The things we have to endure during the World Cup are just amazing.

Some of us have had to sacrifice the warmth of our beds to catch every minute of action on the pitch, even if it means staying glued in front of the TV for hours as matches go to extra time and finally penalty shootouts.

Then there are those who are up in arms because the beautiful game has taken over their Telenovela spots.

Well, the curtain will fall on the soccer extravaganza on Sunday, July 13.

In the meantime, here’s what’s been happening in the name of Bola Brazil 2014.

1. Time for mpango wa kando

A story is told of a man who was totally clueless about the World Cup. He comes home ‘disappointed’ that England couldn’t beat South Africa.

Poor guy should have done his homework and realise that South Africa did not qualify for Brazil 2014. Next time you want to use football as an excuse for your sexacapades, at least make the effort to familiarise with the teams and the games.

2. Sleepy heads

The last three weeks have been hell in some offices, from employees coming late to outright absenteeism. The  tournament is taking a toll on productivity. Consider the case of one guy who took a sick off only to be spotted jumping and shouting at K1 Club House.

3. Hangover III

With matches being played at night local time, it’s hard to resist the temptation of having a drink as you enjoy the games. The result has been perpetual hangovers for those who overdrink. It has been a truly headthrobbing month!

4. Online on fire

Social media is aflame. Everybody seems to have logged on to Facebook, Twitter and WhatsApp to discuss the World Cup finals.

5. Soccer blondes

Most women are not exactly experts when it comes to football. Men have to suffer the distraction of explaining the difference between a corner and penalty, make the fair sex understand that a free kick is not a goalmouth melee, a corner flag has nothing to do with the nationality of teams on the pitch, and why Gareth Bale didn’t go to Brazil. And no, players can’t use their hands on the pitch!

6. The sleepover

Well, there have been a lot of sleepovers, haven’t there? The World Cup gives the perfect excuse to linger and spend at the beau’s after a late night game.

7. Notorious jiranis

I sympathise with those who have had to put up with jiranis who turn their houses into bars with villagers shouting at the top of their voices whenever ‘their’ teams score.

8.  Big gamble

What’s football without a wager? People have lost money this past month as the big guns they bet on got bundled out of the tournament. Good luck to those still trying to get their cash from sore losers who have refused to pay!

9. Pointless analyses

With World Cup comes all manner of football ‘experts’. Just turn on your telly for interesting insights like “I think Belgium are going to try” or “Argentina are going to have a substitution in the second half!”

10. Late night guests

Some of us have been forced to be hospitable. What can you do when a guest turns up for a match and ends up watching all the games of the day, pretending to be oblivious of your tired nods as the clock ticks closer to 3am.

▶ _PROVIDED MATERIAL_

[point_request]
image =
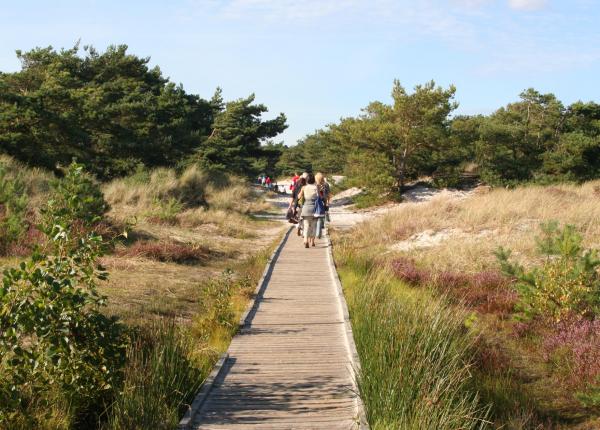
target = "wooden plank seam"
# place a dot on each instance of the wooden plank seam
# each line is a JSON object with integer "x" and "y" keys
{"x": 200, "y": 399}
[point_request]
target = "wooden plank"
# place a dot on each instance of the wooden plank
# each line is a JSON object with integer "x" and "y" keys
{"x": 290, "y": 366}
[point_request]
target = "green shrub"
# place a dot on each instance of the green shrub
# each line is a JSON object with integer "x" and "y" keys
{"x": 415, "y": 359}
{"x": 566, "y": 282}
{"x": 53, "y": 336}
{"x": 76, "y": 198}
{"x": 13, "y": 208}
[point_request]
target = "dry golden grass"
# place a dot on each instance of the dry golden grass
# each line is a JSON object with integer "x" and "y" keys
{"x": 482, "y": 222}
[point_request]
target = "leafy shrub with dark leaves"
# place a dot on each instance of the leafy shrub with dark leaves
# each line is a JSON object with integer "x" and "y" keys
{"x": 53, "y": 335}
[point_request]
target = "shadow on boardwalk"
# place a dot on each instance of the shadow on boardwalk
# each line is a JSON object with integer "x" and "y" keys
{"x": 290, "y": 366}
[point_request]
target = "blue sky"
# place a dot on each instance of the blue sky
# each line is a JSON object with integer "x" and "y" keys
{"x": 319, "y": 60}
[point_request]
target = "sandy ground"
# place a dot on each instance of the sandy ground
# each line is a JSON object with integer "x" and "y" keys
{"x": 344, "y": 215}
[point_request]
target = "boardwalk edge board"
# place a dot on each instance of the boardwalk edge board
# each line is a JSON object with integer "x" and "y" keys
{"x": 188, "y": 419}
{"x": 354, "y": 357}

▶ _INSTRUCTION_
Reproduce the World Cup text between "Social media is" and "whenever ‘their’ teams score.", inclusive, updating it so that "jiranis" is replaced by "neighbors".

▶ _RESULT OF THIS TASK_
Social media is aflame. Everybody seems to have logged on to Facebook, Twitter and WhatsApp to discuss the World Cup finals.

5. Soccer blondes

Most women are not exactly experts when it comes to football. Men have to suffer the distraction of explaining the difference between a corner and penalty, make the fair sex understand that a free kick is not a goalmouth melee, a corner flag has nothing to do with the nationality of teams on the pitch, and why Gareth Bale didn’t go to Brazil. And no, players can’t use their hands on the pitch!

6. The sleepover

Well, there have been a lot of sleepovers, haven’t there? The World Cup gives the perfect excuse to linger and spend at the beau’s after a late night game.

7. Notorious neighbors

I sympathise with those who have had to put up with neighbors who turn their houses into bars with villagers shouting at the top of their voices whenever ‘their’ teams score.